*** TEXT SEGMENT ***
I'm trying to understand the code of Transformer (https://github.com/SamLynnEvans/Transformer).
If seeing the train_model function in "train" script, I wonder why need to use the different sequence length of trg_input from trg:
trg_input = trg[:, :-1]
In this case, the sequence length of trg_input is "seq_len(trg) - 1". It means that trg is like:
<sos> tok1 tok2 tokn <eos>
and trg_input is like:
<sos> tok1 tok2 tokn (no eos token)
Please let me know the reason.
Thank you.
The related code is like below:
for i, batch in enumerate(opt.train):
src = batch.src.transpose(0, 1).to('cuda')
trg = batch.trg.transpose(0, 1).to('cuda')
trg_input = trg[:, :-1]
src_mask, trg_mask = create_masks(src, trg_input, opt)
preds = model(src, trg_input, src_mask, trg_mask)
***
_SHORT TASK A:_ In the listing, rewrite the stretch from the line containing "Target: garage door panel" through the end of the listing, replacing "front lawn" with "front yard" and keeping everything else the same.
*** DATASET EXTRACT ***
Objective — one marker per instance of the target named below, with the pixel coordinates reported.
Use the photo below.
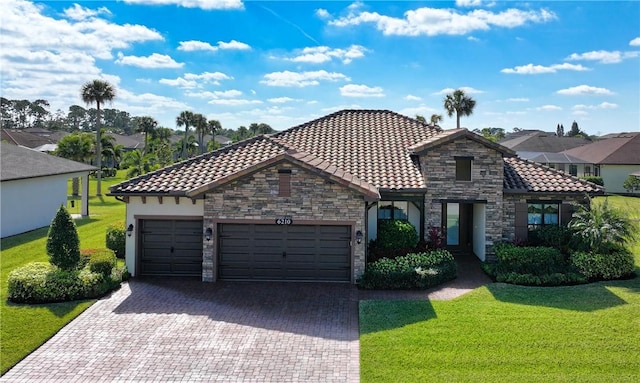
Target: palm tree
(202, 127)
(77, 147)
(98, 92)
(460, 104)
(146, 125)
(185, 118)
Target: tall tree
(98, 92)
(146, 125)
(185, 119)
(460, 104)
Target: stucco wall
(153, 209)
(487, 173)
(313, 199)
(32, 203)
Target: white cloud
(150, 62)
(353, 90)
(202, 4)
(195, 45)
(548, 108)
(540, 69)
(322, 13)
(434, 21)
(584, 89)
(192, 80)
(468, 3)
(467, 90)
(282, 100)
(78, 12)
(602, 105)
(323, 54)
(234, 102)
(301, 79)
(603, 57)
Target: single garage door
(171, 247)
(281, 252)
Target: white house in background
(614, 159)
(33, 185)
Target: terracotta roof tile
(525, 176)
(370, 144)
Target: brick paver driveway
(186, 330)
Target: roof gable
(22, 163)
(623, 149)
(454, 134)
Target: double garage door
(248, 251)
(281, 252)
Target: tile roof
(370, 144)
(22, 163)
(621, 149)
(526, 176)
(368, 150)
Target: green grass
(506, 333)
(25, 327)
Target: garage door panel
(171, 247)
(255, 251)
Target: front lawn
(507, 333)
(25, 327)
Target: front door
(457, 220)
***
_SHORT TASK B:_ Continue the forum question about the Transformer training code from the point where it stops.

_REPLY A:_
Target: garage door panel
(171, 247)
(255, 251)
Target: front yard
(507, 333)
(25, 327)
Target: front door
(457, 220)

_REPLY B:_
ys = trg[:, 1:].contiguous().view(-1)
opt.optimizer.zero_grad()
loss = F.cross_entropy(preds.view(-1, preds.size(-1)), ys, ignore_index=opt.trg_pad)
loss.backward()
opt.optimizer.step()
def create_masks(src, trg, opt):
src_mask = (src != opt.src_pad).unsqueeze(-2)
if trg is not None:
trg_mask = (trg != opt.trg_pad).unsqueeze(-2)
size = trg.size(1) # get seq_len for matrix
np_mask = nopeak_mask(size, opt)
if trg.is_cuda:
np_mask.cuda()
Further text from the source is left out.